(Object point labels)
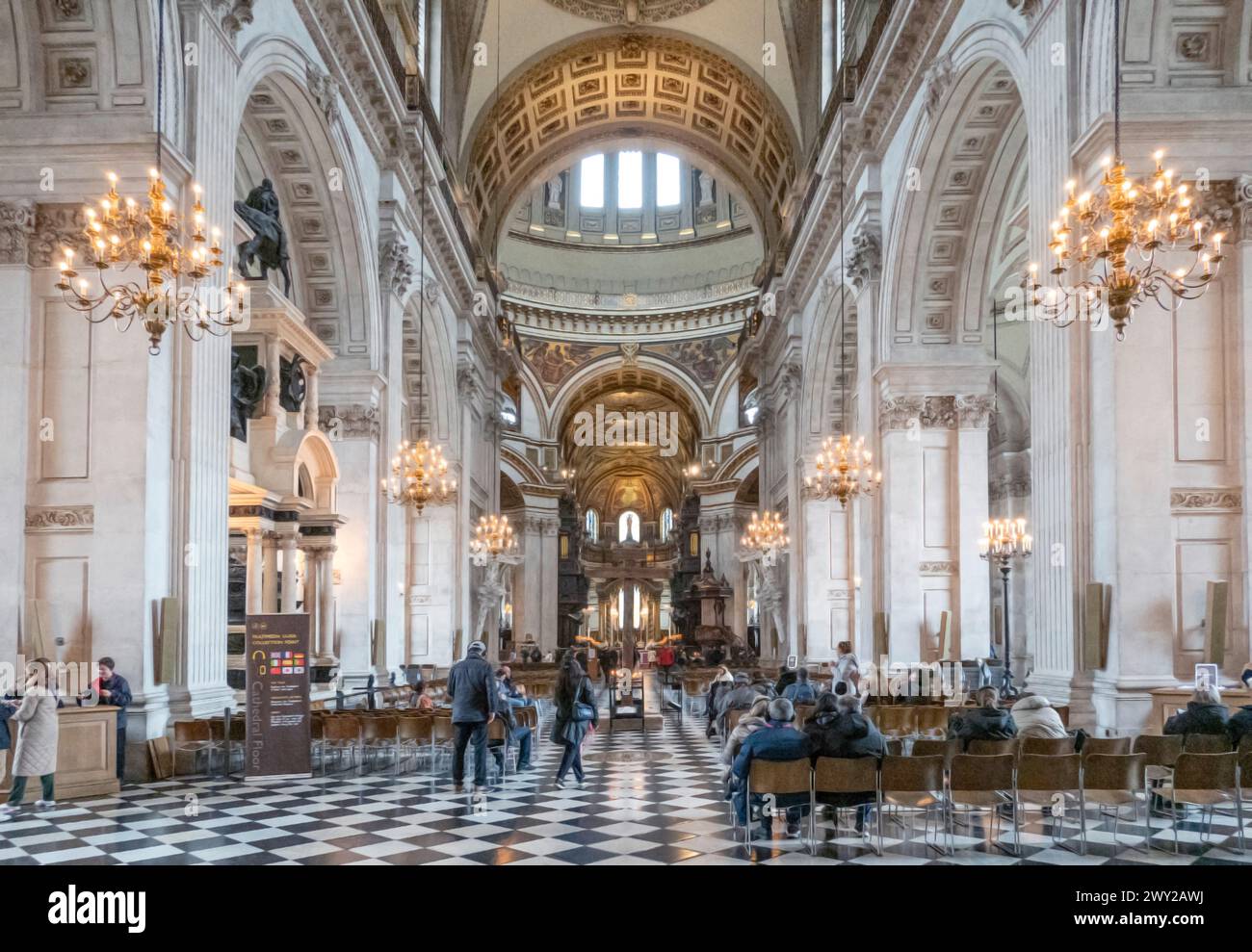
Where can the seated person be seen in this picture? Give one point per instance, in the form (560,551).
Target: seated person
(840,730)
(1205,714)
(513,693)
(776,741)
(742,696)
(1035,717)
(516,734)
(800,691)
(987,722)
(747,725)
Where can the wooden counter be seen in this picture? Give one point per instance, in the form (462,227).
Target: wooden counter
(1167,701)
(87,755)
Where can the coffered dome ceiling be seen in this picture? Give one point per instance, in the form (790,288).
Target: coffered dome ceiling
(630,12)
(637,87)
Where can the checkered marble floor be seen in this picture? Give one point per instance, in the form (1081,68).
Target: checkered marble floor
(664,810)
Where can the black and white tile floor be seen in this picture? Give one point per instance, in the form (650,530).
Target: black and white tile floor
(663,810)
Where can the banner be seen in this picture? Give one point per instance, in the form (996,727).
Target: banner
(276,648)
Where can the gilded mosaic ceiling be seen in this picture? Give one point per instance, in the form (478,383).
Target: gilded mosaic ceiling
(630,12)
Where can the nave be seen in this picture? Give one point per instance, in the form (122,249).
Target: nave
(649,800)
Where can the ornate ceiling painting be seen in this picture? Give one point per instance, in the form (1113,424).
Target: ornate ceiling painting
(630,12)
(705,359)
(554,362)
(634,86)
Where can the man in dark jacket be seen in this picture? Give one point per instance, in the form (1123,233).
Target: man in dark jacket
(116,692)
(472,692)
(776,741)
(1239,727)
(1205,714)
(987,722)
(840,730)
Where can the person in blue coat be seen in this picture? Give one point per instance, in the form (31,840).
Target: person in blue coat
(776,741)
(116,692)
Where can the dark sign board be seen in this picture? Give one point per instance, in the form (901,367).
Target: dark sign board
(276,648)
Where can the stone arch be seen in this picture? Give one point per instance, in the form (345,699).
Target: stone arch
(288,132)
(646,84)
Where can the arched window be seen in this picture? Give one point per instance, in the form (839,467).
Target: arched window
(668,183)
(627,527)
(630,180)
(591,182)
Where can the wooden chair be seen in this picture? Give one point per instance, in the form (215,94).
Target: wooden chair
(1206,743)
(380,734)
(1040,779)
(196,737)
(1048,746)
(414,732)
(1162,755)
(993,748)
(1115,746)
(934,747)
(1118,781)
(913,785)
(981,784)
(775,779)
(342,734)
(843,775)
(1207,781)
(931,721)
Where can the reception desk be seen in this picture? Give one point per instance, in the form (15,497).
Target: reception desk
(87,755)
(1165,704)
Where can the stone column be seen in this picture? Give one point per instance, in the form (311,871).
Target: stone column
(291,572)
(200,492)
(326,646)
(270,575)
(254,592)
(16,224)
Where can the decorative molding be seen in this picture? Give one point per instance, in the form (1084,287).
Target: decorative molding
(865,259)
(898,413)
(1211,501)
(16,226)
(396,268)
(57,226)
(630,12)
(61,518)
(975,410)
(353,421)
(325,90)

TASK REQUIREMENTS:
Set each line of the records down exactly, leaving every picture out.

THE ANSWER:
Where can the seated person be seen in this picture? Give one point per instance, in the form (560,551).
Target: seated person
(840,730)
(1205,714)
(513,693)
(776,741)
(742,696)
(1035,717)
(516,734)
(800,691)
(987,722)
(747,725)
Where can the wooden counter be seen in this picture? Give one point per instance, in the form (462,227).
Target: wooden counter
(1167,701)
(87,755)
Where can the coffered dome ceiling be seen in this picture? Give one point per instance, in the form (790,288).
Target: coffered dome ceiling
(630,12)
(637,87)
Where can the checkered marble floor be seen in this picture? Give one point per instance, in the form (1081,68).
Target: checkered marble floor
(664,810)
Where can the black and white tile floor be seen in this picture? Give one point per instance, in the form (650,530).
Target: black and white tile floor
(663,810)
Where can the banner be seen in this picture? Give one point per instance, in the form (996,727).
Target: banner
(276,648)
Where can the gilded mosaic ceiling be seen in this picture? Give one point per instance, in the form (478,383).
Target: gilded mosaic ceiling
(630,12)
Where can the nave be seen in this picture? Give one point per instance, in the form (122,249).
Target: nave
(649,800)
Where can the ornate ceiling painting be seen in this picture? Give one point per instance, in the form (1113,424).
Target: ornate ceiling painting
(630,12)
(705,359)
(554,362)
(634,86)
Where can the man in dark jacket be seen in this picture? Give one point per instance, in the form (1123,233).
Target: man in dark jacket
(116,692)
(472,692)
(776,741)
(1239,727)
(1205,714)
(987,722)
(840,730)
Where can the person in blue coat be seen in this picture? Give one point per instance, in the form (31,840).
Target: person in blue coat
(776,741)
(116,692)
Where can the dark sign board be seen in this picture? Give one point per instance, in the form (901,367).
Target: dark sign board
(276,648)
Where can the stone arch be seen in this picture? Give one point per instance, in the form (345,699).
Target: stone arch
(288,132)
(646,84)
Where can the arched window be seen in this picture? Give one point per instance, in the form (839,467).
Target: arched window
(668,183)
(627,527)
(630,180)
(591,182)
Where can the wooden chair be seen in this picture? Give one point per instance, in the form (215,94).
Target: wooden chair
(1206,743)
(380,734)
(1040,779)
(196,737)
(1048,746)
(414,732)
(1162,755)
(993,748)
(1115,746)
(934,747)
(1118,781)
(913,785)
(981,784)
(775,779)
(342,734)
(843,775)
(1207,781)
(931,721)
Where can the reception desk be seen in this picture? Give one point per instance, in the form (15,497).
Target: reception desk
(87,755)
(1165,704)
Where can the stone column be seen in this picture? Give one point per instance, in the form (311,871).
Target: stone column
(291,572)
(200,492)
(326,646)
(270,575)
(254,592)
(16,224)
Where can the decorative molding be seen in this picture? Give one point per instance, in the form (1084,287).
Target: decorative molding
(865,259)
(898,413)
(1211,501)
(16,226)
(396,268)
(57,226)
(630,12)
(61,518)
(975,410)
(353,421)
(325,90)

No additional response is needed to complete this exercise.